>> Begin Records to use
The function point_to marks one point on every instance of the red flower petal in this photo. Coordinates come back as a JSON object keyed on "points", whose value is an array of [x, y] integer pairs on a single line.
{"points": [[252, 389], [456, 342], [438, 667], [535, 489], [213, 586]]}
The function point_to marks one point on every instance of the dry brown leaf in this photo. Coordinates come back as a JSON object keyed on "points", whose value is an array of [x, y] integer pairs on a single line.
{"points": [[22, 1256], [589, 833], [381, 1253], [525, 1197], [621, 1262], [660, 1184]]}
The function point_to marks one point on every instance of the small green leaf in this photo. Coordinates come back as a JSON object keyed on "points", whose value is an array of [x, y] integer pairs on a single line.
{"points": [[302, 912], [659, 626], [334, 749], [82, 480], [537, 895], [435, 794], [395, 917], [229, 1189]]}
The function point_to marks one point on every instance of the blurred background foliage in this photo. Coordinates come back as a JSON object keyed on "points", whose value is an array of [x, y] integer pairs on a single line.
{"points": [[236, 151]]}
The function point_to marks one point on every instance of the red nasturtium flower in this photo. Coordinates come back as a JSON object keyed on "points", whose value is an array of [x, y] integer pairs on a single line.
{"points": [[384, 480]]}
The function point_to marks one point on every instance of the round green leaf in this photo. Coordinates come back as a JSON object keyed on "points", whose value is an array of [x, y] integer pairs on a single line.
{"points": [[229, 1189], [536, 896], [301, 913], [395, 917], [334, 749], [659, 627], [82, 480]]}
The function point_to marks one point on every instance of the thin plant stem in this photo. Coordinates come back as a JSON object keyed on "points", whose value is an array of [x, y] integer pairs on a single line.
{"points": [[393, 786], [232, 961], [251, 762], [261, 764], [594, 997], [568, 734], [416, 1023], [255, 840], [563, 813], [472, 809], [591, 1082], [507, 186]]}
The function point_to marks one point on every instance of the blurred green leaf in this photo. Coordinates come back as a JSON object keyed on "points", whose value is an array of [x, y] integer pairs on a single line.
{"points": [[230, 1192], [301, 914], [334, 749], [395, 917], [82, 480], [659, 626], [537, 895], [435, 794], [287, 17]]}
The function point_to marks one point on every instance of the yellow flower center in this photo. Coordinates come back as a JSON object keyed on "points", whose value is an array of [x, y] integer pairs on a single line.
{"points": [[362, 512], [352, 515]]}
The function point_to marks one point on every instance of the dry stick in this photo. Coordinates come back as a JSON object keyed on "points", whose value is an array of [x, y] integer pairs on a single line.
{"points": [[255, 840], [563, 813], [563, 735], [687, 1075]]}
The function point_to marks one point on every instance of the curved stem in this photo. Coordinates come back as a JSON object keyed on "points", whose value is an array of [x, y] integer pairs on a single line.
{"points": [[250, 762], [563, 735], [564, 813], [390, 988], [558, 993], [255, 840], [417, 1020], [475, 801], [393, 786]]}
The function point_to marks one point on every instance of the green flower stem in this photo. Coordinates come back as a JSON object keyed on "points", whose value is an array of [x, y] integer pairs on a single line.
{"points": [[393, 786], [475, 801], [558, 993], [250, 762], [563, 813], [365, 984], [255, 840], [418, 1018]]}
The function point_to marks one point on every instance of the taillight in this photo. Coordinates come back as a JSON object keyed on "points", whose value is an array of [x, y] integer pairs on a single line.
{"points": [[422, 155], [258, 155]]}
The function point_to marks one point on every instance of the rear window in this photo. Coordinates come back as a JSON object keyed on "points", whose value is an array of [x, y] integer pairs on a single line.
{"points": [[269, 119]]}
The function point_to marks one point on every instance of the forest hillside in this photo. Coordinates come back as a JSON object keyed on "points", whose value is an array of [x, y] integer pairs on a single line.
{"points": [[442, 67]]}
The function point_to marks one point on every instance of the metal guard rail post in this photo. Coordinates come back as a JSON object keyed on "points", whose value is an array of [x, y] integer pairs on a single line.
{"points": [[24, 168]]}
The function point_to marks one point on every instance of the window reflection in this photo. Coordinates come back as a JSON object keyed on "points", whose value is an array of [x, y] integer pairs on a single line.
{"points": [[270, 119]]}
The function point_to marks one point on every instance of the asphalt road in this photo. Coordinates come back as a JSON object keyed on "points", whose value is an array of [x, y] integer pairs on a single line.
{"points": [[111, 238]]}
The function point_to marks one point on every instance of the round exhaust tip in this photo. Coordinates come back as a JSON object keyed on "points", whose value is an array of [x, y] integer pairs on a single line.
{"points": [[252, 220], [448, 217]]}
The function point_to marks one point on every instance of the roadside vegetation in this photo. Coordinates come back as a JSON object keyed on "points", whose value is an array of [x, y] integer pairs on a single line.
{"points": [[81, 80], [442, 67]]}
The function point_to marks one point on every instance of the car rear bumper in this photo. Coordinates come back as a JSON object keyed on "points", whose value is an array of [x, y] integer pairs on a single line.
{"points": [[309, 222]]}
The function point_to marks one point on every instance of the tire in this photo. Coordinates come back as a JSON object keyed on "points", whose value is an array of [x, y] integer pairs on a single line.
>> End Records to use
* **Work to be completed**: Show the data once more, exactly as it was written.

* **The result**:
The function point_to marks one point on every instance of the red flower petal in this photo. Coordinates come back as a JSON object keyed on "points", whose value is an array of [x, y] integer pairs on a single line.
{"points": [[252, 389], [456, 342], [438, 667], [535, 489], [213, 586]]}
The function point_to marks one point on every instance of the dry brown leaf in this photo. Coordinates come back as a JSON object keyed on "points", whose value is an array of [x, y] integer pairs on a single line.
{"points": [[22, 1256], [589, 833], [381, 1253], [525, 1197], [621, 1262], [660, 1184]]}
The function point_to marks one point on every instance of the small green leaf in this photo. Coordinates come back as a JSON object keyed on "points", whose value is an array of [x, y] integer pairs on a single line.
{"points": [[302, 912], [659, 626], [334, 749], [82, 480], [537, 895], [435, 794], [395, 917], [229, 1189]]}
The function point_to marks one point on every instance of the blurred background foliage in this photo. Coordinates come back as a JSON object keyed on "points", whose value is an array of [x, y] integer pairs on a single line.
{"points": [[236, 151]]}
The function point_to marks one point on every instance of the red nasturtium flower in this photo. Coordinates come back as a JSON object keyed on "points", whose value is an array of [x, y] integer pairs on a single line.
{"points": [[384, 480]]}
The function point_to marks one point on every instance of the round green leaf in this photo. Coordinates come back as a JSON object keyed on "points", whose value is an array of [x, y] integer pairs on a single line.
{"points": [[229, 1189], [536, 896], [301, 913], [395, 917], [334, 749], [659, 627], [82, 480]]}
The function point_to marks one point on every instance of the thin plant stem in this photo. Coordinates come back as a JSON object keyed on "points", whose value is an array of [x, y] integer pairs on a single line.
{"points": [[393, 786], [232, 961], [251, 762], [261, 764], [594, 997], [568, 734], [416, 1023], [255, 840], [563, 813], [472, 809], [591, 1082], [507, 186]]}
The function point_to marks one point on every instance of the blurred green leaf in this photo. Coordinates come back as a JSON object keyed on "points", whose value is an array of [x, y] integer pairs on a single line.
{"points": [[230, 1192], [301, 914], [334, 749], [395, 917], [82, 480], [659, 626], [537, 895], [435, 794], [287, 17]]}
The function point_to marks one point on every instance of the yellow flower center in this photo. Coordinates come back as a JSON object keyed on "points", whose value is an array of [x, y] integer pairs on a single line.
{"points": [[362, 512], [352, 515]]}
The function point_to marks one point on every instance of the dry stick in this photo. Coordinates come back as a JSON object keyed on "points", whose value is an array of [x, y] integer pairs on a single line.
{"points": [[255, 840], [563, 813], [563, 735], [687, 1075]]}
The function point_to marks one point on every instance of the curved stem in this photo. Coordinates come back as a JSON object keyed on "points", whose value is an array of [x, y] integer pairs on a single line.
{"points": [[250, 762], [563, 735], [564, 813], [390, 988], [558, 993], [255, 840], [417, 1020], [475, 801], [393, 786]]}
The function point_to marks one point on every instance of the green flower stem in this photo. Coordinates come back as a JSON object keyed on "points", whose value is an array of [x, y] integer pairs on a single line.
{"points": [[393, 786], [475, 801], [558, 993], [250, 762], [563, 813], [365, 984], [255, 840], [418, 1018]]}
The function point_to marks one point on every instance of the taillight in this photo. Coordinates come back as a JSON object keyed on "points", whose value is an array of [x, y] integer pairs on a single line.
{"points": [[422, 155], [258, 155]]}
The function point_to marks one point on every instance of the rear window in this photo. Coordinates come back as a JSON object keyed on "points", whose value is an array of [x, y] integer pairs on a single line.
{"points": [[269, 119]]}
The function point_to marks one point on every instance of the forest hillside in this photo. Coordinates come back as a JSON object keyed on "points", whose value is an array of [x, y] integer pairs on a single line.
{"points": [[442, 67]]}
The function point_to marks one point on every instance of the metal guard rail post in this photo. Coordinates come back as a JSON object keyed on "points", whose value is an array of [x, y] integer pairs on a single line.
{"points": [[24, 168]]}
The function point_to marks one point on every instance of the window reflection in this photo. Coordinates come back as a JSON object keyed on "points", whose value is an array of [x, y] integer pairs on a single line.
{"points": [[270, 119]]}
The function point_to marks one point on every instance of the asphalt road in this photo. Coordinates come back as a JSON object keyed on "points", whose value is an array of [x, y] integer pairs on a single line.
{"points": [[111, 238]]}
The function point_to marks one point on every instance of the round exhaust tip in this photo. Coordinates come back as a JSON object keyed on "points", whose value is an array of [x, y] integer pairs on a single line.
{"points": [[252, 220], [448, 217]]}
The function point_to marks one point on every instance of the roadside vegetation in this photo. Coordinates come back as a JSON object keyed on "points", whose value is an array of [x, y] integer pairs on a single line.
{"points": [[81, 80], [442, 67]]}
The function point_to marks one point on every instance of the car rear bumper in this photo. Coordinates come back as a JSON object keyed on "points", whose value is an array of [x, y] integer pairs on a single line.
{"points": [[309, 222]]}
The function point_to marks one point on every instance of the tire in this photo. Coordinates come back as a JSON object keyed on "points", whose value is an array of [x, y] integer pairs on a single line.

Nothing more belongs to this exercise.